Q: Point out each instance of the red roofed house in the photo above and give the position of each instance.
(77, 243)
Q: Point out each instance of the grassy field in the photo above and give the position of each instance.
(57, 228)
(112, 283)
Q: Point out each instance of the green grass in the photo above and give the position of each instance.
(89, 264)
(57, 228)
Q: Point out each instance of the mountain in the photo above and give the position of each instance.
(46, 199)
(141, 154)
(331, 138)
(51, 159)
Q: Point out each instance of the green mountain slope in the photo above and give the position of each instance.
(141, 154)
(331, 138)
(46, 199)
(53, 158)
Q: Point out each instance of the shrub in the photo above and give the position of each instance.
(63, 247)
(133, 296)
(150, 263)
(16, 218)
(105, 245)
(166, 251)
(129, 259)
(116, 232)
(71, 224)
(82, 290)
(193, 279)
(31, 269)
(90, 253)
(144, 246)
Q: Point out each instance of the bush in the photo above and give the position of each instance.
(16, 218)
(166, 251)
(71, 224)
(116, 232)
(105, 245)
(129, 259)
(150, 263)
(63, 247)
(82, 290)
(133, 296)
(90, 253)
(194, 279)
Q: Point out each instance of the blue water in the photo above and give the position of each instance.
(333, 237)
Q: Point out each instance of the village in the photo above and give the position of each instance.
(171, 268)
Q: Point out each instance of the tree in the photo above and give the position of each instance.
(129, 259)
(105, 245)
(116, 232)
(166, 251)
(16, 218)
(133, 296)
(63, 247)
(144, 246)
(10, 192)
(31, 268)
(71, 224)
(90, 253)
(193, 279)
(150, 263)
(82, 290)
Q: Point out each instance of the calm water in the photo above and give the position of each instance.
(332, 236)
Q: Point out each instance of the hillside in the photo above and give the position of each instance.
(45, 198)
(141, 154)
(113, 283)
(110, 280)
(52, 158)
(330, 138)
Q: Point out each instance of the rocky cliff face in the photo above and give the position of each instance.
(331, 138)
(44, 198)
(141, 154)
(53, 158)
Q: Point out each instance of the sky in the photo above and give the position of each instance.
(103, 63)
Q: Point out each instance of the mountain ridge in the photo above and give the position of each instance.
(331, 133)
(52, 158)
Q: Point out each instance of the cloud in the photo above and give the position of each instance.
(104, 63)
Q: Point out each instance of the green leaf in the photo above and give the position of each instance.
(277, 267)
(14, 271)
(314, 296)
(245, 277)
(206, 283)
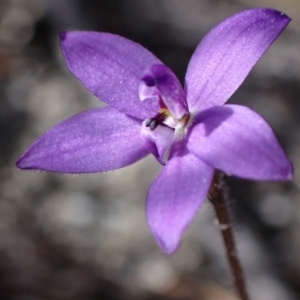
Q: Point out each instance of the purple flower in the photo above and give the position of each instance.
(189, 130)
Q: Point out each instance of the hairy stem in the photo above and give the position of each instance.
(217, 197)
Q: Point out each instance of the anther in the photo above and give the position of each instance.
(152, 123)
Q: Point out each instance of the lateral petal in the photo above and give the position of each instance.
(111, 67)
(227, 53)
(175, 197)
(97, 140)
(239, 142)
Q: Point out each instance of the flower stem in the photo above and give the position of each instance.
(217, 197)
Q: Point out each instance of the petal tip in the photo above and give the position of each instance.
(63, 36)
(168, 246)
(22, 164)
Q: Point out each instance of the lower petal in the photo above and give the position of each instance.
(175, 197)
(97, 140)
(238, 141)
(158, 141)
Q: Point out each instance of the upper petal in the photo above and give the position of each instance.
(93, 141)
(175, 197)
(238, 141)
(111, 67)
(227, 53)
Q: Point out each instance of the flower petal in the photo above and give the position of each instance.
(158, 141)
(175, 197)
(111, 67)
(93, 141)
(227, 53)
(160, 81)
(238, 141)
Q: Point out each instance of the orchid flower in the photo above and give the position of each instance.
(189, 130)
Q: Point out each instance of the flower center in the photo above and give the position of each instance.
(164, 117)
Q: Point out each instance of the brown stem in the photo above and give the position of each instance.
(218, 198)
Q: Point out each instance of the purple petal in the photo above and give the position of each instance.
(238, 141)
(227, 53)
(175, 197)
(158, 141)
(97, 140)
(160, 81)
(111, 67)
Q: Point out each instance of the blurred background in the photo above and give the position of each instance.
(85, 237)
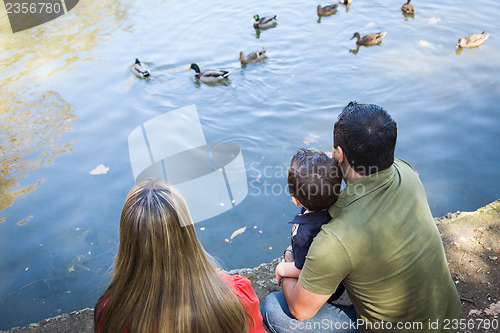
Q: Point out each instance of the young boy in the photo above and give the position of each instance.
(314, 182)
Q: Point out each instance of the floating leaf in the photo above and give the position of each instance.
(238, 232)
(100, 170)
(311, 138)
(25, 220)
(493, 310)
(475, 312)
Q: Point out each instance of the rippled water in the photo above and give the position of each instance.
(68, 102)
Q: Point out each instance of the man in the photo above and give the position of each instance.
(382, 244)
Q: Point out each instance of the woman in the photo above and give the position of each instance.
(163, 280)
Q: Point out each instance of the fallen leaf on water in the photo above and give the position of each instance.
(493, 310)
(100, 170)
(25, 220)
(238, 232)
(475, 312)
(433, 20)
(425, 43)
(311, 138)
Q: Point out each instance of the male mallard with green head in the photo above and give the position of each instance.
(252, 57)
(140, 70)
(407, 8)
(368, 40)
(210, 75)
(264, 22)
(473, 40)
(327, 10)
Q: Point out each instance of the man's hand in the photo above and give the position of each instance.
(289, 257)
(286, 269)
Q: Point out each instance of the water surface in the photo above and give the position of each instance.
(69, 102)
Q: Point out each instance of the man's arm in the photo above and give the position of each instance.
(302, 303)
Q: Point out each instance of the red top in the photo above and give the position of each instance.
(242, 288)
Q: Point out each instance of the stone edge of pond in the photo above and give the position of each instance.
(262, 278)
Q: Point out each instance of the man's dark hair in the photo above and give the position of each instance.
(367, 135)
(314, 179)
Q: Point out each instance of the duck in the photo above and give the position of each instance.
(140, 70)
(327, 10)
(264, 22)
(368, 40)
(473, 40)
(252, 57)
(407, 8)
(210, 75)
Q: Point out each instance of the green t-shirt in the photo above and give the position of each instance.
(383, 245)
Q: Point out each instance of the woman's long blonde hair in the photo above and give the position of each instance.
(163, 280)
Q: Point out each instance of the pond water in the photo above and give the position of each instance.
(69, 102)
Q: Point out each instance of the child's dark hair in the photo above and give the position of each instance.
(314, 179)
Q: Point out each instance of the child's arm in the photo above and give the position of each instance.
(286, 269)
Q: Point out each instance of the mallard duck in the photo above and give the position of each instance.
(210, 75)
(473, 40)
(265, 22)
(140, 70)
(368, 40)
(407, 8)
(327, 10)
(252, 57)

= = = =

→ Given problem:
Go through all the items above and write their lines again with every "photo" changed to "image", keeping everything else the same. Don't include the pictures.

→ Task output:
Q: Point out each instance of the red roofed house in the image above and give the position of each instance.
(77, 243)
Q: Point out each instance of the grassy field in the image above and give the position of each instance.
(57, 228)
(112, 283)
Q: Point out each instance of the green grass in the image above and give the position of each instance.
(89, 264)
(57, 228)
Q: Point out each instance of the mountain in the image above and give the position of each instance.
(46, 199)
(141, 154)
(331, 138)
(51, 159)
Q: Point out each instance of the green mountain slope in the image above and give the position of each instance.
(141, 154)
(331, 138)
(46, 199)
(53, 158)
Q: Point out each instance of the shrub in the image above and give the position of each instance.
(63, 247)
(133, 296)
(150, 263)
(16, 218)
(105, 245)
(166, 251)
(129, 259)
(116, 232)
(71, 224)
(82, 290)
(193, 279)
(31, 269)
(90, 253)
(144, 246)
Q: Point out each instance of the bush in the image above and give the position of each instance.
(16, 218)
(166, 251)
(71, 224)
(116, 232)
(105, 245)
(129, 259)
(150, 263)
(63, 247)
(82, 290)
(133, 296)
(90, 253)
(194, 279)
Q: Point out each instance of the blue water in the image above and give the position of each instance.
(333, 237)
Q: Point out each instance of the village in the image above and give the position of each instance.
(171, 268)
Q: Point out each instance of the tree in the image above and give the position of each instance.
(129, 259)
(105, 245)
(116, 232)
(166, 251)
(16, 218)
(133, 296)
(63, 247)
(144, 246)
(10, 192)
(31, 268)
(71, 224)
(90, 253)
(193, 279)
(150, 263)
(82, 290)
Q: Point out each instance of the calm water in the image above and give the position of each instance.
(332, 236)
Q: Point out each instance of the hillside in the image above and give the position of each instance.
(45, 198)
(141, 154)
(113, 283)
(110, 280)
(52, 158)
(330, 138)
Q: Point out each instance of the rocky cliff face in the image above and give the position of each instance.
(331, 138)
(44, 198)
(141, 154)
(53, 158)
Q: Point out each instance of the sky in the image above and give the position of each instance.
(103, 63)
Q: Point out each instance of the mountain ridge in the image above and give the position of each instance.
(331, 133)
(52, 158)
Q: Point out each instance of the cloud in the image above and give the position of each instance.
(104, 63)
Q: Point out each instance of the green leaf in the image above and give the position of each instance.
(277, 267)
(14, 271)
(314, 296)
(245, 277)
(206, 283)
Q: Point out each instance of the purple flower in the image above and give the position of each instance.
(189, 130)
Q: Point out each instance of the hairy stem in the image above and give the position of each instance.
(217, 197)
Q: Point out each instance of the anther in the image above and give the position of each instance.
(152, 123)
Q: Point out each instance of the lateral petal in the image above and give the position of each instance.
(111, 67)
(227, 53)
(175, 197)
(97, 140)
(239, 142)
Q: Point out each instance of the flower stem in the image above and give the position of each instance.
(217, 197)
Q: Point out each instance of the petal tip in the image above and give the position of each instance.
(63, 36)
(168, 246)
(22, 164)
Q: Point out each instance of the lower petal in the image above and give the position of each instance.
(175, 197)
(97, 140)
(238, 141)
(158, 141)
Q: Point out each instance of the upper petal in the image above and give the position of each instance.
(93, 141)
(175, 197)
(238, 141)
(111, 67)
(227, 53)
Q: Point out each instance of the flower petal in the image above and give the position of each instance.
(158, 141)
(175, 197)
(111, 67)
(93, 141)
(227, 53)
(160, 81)
(238, 141)
Q: Point out each instance of the orchid flower in the image above and give the position of each instance.
(189, 130)
Q: Point out each instance of the flower center in the image above and give the position of each instance.
(164, 117)
Q: Point out each instance of the brown stem in the image above and give the position of each instance.
(218, 198)
Q: Point out each instance of the purple petal in the image above and give the position of each instance.
(238, 141)
(227, 53)
(175, 197)
(158, 141)
(97, 140)
(160, 81)
(111, 67)
Q: Point out each instance of the blurred background in the image above and give the position of each instance.
(85, 237)
Q: Point out each instance of the young boy in the image above and give the position of each instance.
(314, 182)
Q: Point out each instance of the floating leaf in the image above and give the position of each instance.
(238, 232)
(100, 170)
(311, 138)
(25, 220)
(493, 310)
(475, 312)
Q: Point out each instance of the rippled water in the image above and give the position of each instance.
(68, 102)
Q: Point out each instance of the man in the image above and give the position of each instance.
(382, 244)
Q: Point out each instance of the woman in the image above and give the position of each instance.
(163, 280)
Q: Point out each instance of the fallen leaf on water in the image above and give the position of each instance.
(493, 310)
(100, 170)
(25, 220)
(238, 232)
(475, 312)
(433, 20)
(425, 43)
(311, 138)
Q: Point out each instance of the male mallard with green head in the image above and give the position of each instance.
(252, 57)
(140, 70)
(407, 8)
(368, 40)
(210, 75)
(264, 22)
(473, 40)
(327, 10)
Q: Point out each instance of the man's hand in the image above and give the position of each instance.
(289, 257)
(286, 269)
Q: Point out each instance of the water surface in the image above and give the position of each instance.
(69, 102)
Q: Point out each instance of the man's arm in the image above and give the position of each instance.
(302, 303)
Q: Point out each instance of the red top in the image above and give the position of each instance.
(242, 288)
Q: Point out each instance of the stone edge of pond in the image above and give the position of each instance.
(262, 278)
Q: Point out each instance of the man's dark hair in the image above and give the position of each instance.
(367, 135)
(314, 179)
Q: Point out each instance of the duck in the image above and give the position of each instance.
(140, 70)
(327, 10)
(264, 22)
(368, 40)
(473, 40)
(252, 57)
(407, 8)
(210, 75)
Q: Point out each instance of the green t-shirt in the image above and give the position of each instance.
(383, 245)
Q: Point out each instance of the woman's long blonde hair in the image above and give the position of each instance.
(163, 280)
Q: Point out each instance of the pond water in the image above and give the position of each instance.
(69, 102)
Q: Point out each instance of the child's dark hair in the image above and give the position of each instance.
(314, 179)
Q: Point out each instance of the child's arm in the image above and give the position of each instance.
(286, 269)
Q: Point out each instance of the mallard duck in the image above and give the position of each instance.
(210, 75)
(473, 40)
(265, 22)
(140, 70)
(368, 40)
(407, 8)
(327, 10)
(252, 57)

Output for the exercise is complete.